Please reproduce the listing from the line containing "locate the purple" through the line containing "611, 412, 640, 486", swapping "purple" for "violet" and leaving everything else as it is.

[GIVEN RECORDS]
+++

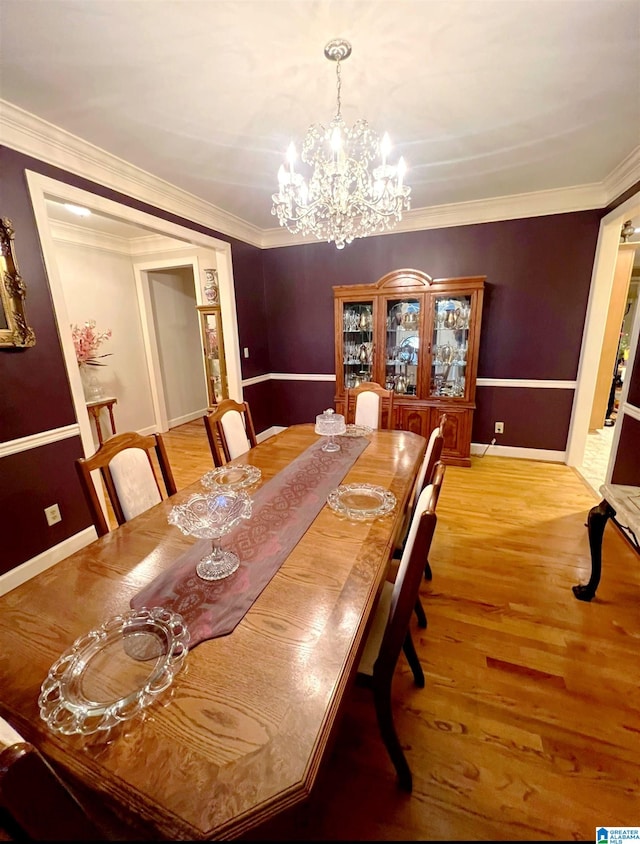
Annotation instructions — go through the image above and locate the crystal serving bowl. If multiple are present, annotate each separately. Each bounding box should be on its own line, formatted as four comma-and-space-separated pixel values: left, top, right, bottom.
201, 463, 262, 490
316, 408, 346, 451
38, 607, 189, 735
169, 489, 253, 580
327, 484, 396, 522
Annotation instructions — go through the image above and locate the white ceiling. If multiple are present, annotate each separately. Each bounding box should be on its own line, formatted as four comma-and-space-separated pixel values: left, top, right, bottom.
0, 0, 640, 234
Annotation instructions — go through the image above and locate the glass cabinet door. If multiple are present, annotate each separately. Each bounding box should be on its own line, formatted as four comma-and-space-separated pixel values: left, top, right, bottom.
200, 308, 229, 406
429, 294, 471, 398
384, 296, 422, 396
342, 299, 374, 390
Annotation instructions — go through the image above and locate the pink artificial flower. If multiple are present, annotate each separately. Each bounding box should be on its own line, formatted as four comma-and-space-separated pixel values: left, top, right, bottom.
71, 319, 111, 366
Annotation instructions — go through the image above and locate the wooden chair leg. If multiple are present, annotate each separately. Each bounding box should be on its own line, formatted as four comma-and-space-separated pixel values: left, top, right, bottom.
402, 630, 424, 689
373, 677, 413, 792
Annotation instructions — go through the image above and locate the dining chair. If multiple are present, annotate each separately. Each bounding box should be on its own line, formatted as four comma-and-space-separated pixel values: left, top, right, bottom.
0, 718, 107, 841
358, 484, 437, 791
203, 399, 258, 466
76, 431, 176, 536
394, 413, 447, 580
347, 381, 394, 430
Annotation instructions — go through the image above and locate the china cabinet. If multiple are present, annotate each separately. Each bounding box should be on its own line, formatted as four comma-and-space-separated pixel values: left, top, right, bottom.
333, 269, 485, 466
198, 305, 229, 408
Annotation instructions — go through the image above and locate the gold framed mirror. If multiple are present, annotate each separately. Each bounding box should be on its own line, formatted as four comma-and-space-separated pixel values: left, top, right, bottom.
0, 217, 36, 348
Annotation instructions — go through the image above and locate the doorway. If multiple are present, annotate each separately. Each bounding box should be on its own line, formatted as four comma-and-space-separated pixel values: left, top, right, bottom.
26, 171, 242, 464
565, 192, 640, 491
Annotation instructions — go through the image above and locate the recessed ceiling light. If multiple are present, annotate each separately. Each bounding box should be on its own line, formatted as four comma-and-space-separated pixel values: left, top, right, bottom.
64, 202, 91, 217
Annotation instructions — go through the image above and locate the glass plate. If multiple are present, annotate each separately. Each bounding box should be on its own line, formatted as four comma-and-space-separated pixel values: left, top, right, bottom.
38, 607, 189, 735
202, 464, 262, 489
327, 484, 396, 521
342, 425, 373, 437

+++

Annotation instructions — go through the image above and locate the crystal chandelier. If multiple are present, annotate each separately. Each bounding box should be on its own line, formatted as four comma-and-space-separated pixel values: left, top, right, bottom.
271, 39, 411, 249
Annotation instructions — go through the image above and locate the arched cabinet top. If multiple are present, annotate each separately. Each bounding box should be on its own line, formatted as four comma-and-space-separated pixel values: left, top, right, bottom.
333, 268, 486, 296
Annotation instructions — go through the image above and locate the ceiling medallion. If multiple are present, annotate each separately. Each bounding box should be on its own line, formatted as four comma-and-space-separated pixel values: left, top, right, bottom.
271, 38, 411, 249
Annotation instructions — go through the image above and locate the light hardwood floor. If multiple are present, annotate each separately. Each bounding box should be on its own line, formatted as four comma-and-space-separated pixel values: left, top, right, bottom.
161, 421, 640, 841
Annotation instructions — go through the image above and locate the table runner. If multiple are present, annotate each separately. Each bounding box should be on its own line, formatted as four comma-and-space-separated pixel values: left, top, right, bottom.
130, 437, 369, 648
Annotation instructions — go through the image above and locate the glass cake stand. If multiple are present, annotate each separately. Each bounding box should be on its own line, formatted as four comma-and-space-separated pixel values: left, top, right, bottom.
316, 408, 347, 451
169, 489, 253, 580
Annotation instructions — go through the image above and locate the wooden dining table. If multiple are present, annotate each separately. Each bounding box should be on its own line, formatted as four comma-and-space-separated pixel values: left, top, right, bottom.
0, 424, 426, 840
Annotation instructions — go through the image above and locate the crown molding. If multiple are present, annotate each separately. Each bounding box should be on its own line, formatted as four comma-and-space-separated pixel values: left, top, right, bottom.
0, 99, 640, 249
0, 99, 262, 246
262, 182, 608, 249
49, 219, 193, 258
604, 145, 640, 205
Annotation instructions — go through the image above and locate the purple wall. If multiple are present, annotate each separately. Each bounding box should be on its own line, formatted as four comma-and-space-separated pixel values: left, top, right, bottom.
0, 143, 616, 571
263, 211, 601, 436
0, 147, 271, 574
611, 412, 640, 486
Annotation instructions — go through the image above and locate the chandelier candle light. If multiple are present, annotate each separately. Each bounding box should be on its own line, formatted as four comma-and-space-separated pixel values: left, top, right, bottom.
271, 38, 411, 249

+++

[FINISHED TASK]
Annotation instructions — go through the image above and locate the violet wall. If multiple are present, annotate each separately. Each bounding box should be on its own line, formatted as four comma-and-space-separated pixel values: left, top, right, bottom.
0, 143, 616, 571
263, 211, 601, 436
0, 147, 271, 574
611, 412, 640, 486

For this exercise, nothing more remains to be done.